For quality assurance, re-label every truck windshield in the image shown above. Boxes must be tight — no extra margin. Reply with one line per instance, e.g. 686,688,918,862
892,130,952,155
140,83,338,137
--
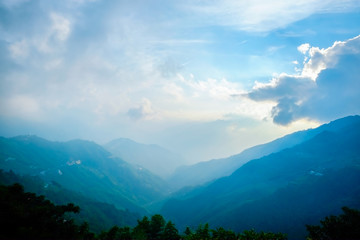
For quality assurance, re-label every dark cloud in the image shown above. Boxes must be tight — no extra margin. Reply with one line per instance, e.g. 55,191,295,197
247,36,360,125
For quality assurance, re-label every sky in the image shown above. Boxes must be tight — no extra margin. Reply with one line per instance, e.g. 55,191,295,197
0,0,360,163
--
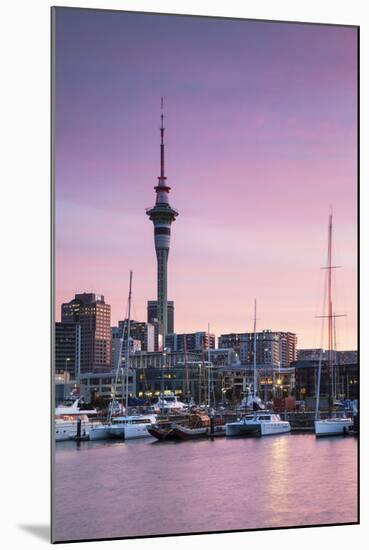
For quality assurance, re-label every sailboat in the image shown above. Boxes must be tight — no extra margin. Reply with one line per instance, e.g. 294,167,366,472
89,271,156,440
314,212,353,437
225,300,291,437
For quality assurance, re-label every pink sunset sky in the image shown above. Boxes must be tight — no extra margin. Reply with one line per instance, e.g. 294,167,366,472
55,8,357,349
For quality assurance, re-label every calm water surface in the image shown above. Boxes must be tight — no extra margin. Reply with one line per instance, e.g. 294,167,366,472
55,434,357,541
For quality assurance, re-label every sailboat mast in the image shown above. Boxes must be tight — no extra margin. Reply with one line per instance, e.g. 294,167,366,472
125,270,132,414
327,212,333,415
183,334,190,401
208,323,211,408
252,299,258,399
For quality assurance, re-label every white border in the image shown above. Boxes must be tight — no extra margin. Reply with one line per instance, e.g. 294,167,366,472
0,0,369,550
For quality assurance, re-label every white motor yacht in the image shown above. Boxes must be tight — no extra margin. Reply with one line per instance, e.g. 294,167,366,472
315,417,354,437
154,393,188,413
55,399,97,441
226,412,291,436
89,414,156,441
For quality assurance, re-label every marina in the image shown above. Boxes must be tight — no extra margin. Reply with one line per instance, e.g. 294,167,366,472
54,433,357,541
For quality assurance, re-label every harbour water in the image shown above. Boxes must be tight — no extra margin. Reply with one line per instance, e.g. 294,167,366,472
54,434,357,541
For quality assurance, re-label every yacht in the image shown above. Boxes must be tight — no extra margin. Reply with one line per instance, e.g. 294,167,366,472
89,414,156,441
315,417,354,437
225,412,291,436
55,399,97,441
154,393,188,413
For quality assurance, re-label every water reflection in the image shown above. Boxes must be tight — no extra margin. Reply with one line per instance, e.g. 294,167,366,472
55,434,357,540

▶ [What you are asked to do]
Please pick out every line of the records above that contains the word "white", treating uppercase and lowercase as different.

▶ [Task answer]
For quality assurance, re-label every white border in the image shown above. Boxes must be tight — no extra margin. Reply with one line per instance, e.g. 294,167,366,472
For quality assurance, re-label every white motor yacht in the image shown above. Boxes must be tight — no extra margin. Reply with one line per instance, e.g. 294,167,366,472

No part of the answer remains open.